OBJECTIVE. Below is a listing; reproduce each line of it exactly.

↓↓↓

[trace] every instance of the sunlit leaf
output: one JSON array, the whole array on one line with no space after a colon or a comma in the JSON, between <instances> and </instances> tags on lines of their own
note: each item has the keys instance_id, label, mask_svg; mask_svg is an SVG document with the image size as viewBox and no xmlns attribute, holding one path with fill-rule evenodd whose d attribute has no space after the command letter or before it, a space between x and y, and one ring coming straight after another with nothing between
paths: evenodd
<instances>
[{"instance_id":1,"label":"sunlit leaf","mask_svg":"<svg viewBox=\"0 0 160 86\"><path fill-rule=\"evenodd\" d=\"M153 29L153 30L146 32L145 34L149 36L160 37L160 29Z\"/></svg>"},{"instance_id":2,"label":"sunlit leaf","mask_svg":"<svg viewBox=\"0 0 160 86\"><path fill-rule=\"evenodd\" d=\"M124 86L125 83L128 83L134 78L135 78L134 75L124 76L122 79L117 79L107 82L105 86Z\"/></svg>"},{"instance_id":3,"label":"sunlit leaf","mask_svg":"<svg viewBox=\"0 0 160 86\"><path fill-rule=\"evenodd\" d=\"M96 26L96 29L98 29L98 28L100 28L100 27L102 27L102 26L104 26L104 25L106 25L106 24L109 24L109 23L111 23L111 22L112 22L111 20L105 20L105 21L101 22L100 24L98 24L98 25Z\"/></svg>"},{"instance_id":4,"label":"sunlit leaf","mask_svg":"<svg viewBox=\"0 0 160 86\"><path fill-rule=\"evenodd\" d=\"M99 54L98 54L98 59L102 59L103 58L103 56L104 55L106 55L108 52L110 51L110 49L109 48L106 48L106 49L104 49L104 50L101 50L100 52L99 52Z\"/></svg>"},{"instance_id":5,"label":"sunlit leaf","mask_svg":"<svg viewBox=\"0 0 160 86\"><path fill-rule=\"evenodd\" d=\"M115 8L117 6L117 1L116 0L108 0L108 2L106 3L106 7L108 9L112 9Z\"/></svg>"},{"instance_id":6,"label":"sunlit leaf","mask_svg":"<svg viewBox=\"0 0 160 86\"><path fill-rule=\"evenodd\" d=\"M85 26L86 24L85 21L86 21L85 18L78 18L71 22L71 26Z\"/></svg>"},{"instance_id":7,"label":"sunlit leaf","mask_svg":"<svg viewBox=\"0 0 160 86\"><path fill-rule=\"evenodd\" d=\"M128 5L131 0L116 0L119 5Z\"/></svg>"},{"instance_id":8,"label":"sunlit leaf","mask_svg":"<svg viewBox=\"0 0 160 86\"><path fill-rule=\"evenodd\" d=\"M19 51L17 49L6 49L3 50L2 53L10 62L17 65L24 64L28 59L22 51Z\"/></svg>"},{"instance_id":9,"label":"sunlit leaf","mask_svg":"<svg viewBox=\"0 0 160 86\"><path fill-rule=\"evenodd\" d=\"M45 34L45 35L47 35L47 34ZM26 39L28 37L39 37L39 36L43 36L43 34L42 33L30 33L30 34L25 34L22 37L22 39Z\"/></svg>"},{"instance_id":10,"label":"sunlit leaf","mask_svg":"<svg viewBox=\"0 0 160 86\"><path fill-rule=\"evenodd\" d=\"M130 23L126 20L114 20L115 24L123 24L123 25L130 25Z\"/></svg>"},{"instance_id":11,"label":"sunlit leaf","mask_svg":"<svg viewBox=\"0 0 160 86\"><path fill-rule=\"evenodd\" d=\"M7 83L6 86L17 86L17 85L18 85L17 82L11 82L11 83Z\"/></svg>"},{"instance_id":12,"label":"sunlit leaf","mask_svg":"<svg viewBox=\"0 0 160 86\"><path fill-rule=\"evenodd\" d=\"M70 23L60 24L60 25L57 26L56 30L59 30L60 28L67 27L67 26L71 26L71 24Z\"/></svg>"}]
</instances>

↑↑↑

EXPECTED ANSWER.
[trace] every instance of the sunlit leaf
output: one JSON array, the whole array on one line with no space after a colon or a comma in the JSON, between <instances> and </instances> tags on lines of their own
note: each item has the keys instance_id, label, mask_svg; mask_svg is an SVG document with the image size as viewBox and no xmlns attribute, holding one path with fill-rule evenodd whose d attribute has no space after the command letter or before it, a space between x and y, and one ring coming straight after another with nothing between
paths: evenodd
<instances>
[{"instance_id":1,"label":"sunlit leaf","mask_svg":"<svg viewBox=\"0 0 160 86\"><path fill-rule=\"evenodd\" d=\"M153 29L153 30L146 32L145 34L149 36L160 37L160 29Z\"/></svg>"},{"instance_id":2,"label":"sunlit leaf","mask_svg":"<svg viewBox=\"0 0 160 86\"><path fill-rule=\"evenodd\" d=\"M124 86L125 83L128 83L134 78L135 78L134 75L124 76L122 79L117 79L107 82L105 86Z\"/></svg>"},{"instance_id":3,"label":"sunlit leaf","mask_svg":"<svg viewBox=\"0 0 160 86\"><path fill-rule=\"evenodd\" d=\"M96 26L96 29L98 29L98 28L100 28L100 27L102 27L102 26L104 26L104 25L106 25L106 24L109 24L109 23L111 23L111 22L112 22L111 20L105 20L105 21L101 22L100 24L98 24L98 25Z\"/></svg>"},{"instance_id":4,"label":"sunlit leaf","mask_svg":"<svg viewBox=\"0 0 160 86\"><path fill-rule=\"evenodd\" d=\"M99 54L98 54L98 59L102 59L103 58L103 56L104 55L106 55L108 52L110 51L110 49L109 48L106 48L106 49L104 49L104 50L101 50L100 52L99 52Z\"/></svg>"},{"instance_id":5,"label":"sunlit leaf","mask_svg":"<svg viewBox=\"0 0 160 86\"><path fill-rule=\"evenodd\" d=\"M115 8L117 6L117 1L116 0L108 0L108 2L106 3L106 7L108 9L112 9Z\"/></svg>"},{"instance_id":6,"label":"sunlit leaf","mask_svg":"<svg viewBox=\"0 0 160 86\"><path fill-rule=\"evenodd\" d=\"M85 26L86 24L85 21L86 21L85 18L78 18L71 22L71 26Z\"/></svg>"},{"instance_id":7,"label":"sunlit leaf","mask_svg":"<svg viewBox=\"0 0 160 86\"><path fill-rule=\"evenodd\" d=\"M128 5L131 0L116 0L119 5Z\"/></svg>"},{"instance_id":8,"label":"sunlit leaf","mask_svg":"<svg viewBox=\"0 0 160 86\"><path fill-rule=\"evenodd\" d=\"M19 51L17 49L6 49L3 50L2 53L10 62L17 65L24 64L28 59L22 51Z\"/></svg>"},{"instance_id":9,"label":"sunlit leaf","mask_svg":"<svg viewBox=\"0 0 160 86\"><path fill-rule=\"evenodd\" d=\"M45 34L45 35L47 35L47 34ZM26 39L28 37L39 37L39 36L43 36L43 34L42 33L30 33L30 34L25 34L22 37L22 39Z\"/></svg>"},{"instance_id":10,"label":"sunlit leaf","mask_svg":"<svg viewBox=\"0 0 160 86\"><path fill-rule=\"evenodd\" d=\"M130 23L126 20L114 20L115 24L123 24L123 25L130 25Z\"/></svg>"},{"instance_id":11,"label":"sunlit leaf","mask_svg":"<svg viewBox=\"0 0 160 86\"><path fill-rule=\"evenodd\" d=\"M7 83L6 86L17 86L17 85L18 85L17 82L11 82L11 83Z\"/></svg>"},{"instance_id":12,"label":"sunlit leaf","mask_svg":"<svg viewBox=\"0 0 160 86\"><path fill-rule=\"evenodd\" d=\"M70 23L60 24L60 25L57 26L56 30L59 30L60 28L67 27L67 26L71 26L71 24Z\"/></svg>"}]
</instances>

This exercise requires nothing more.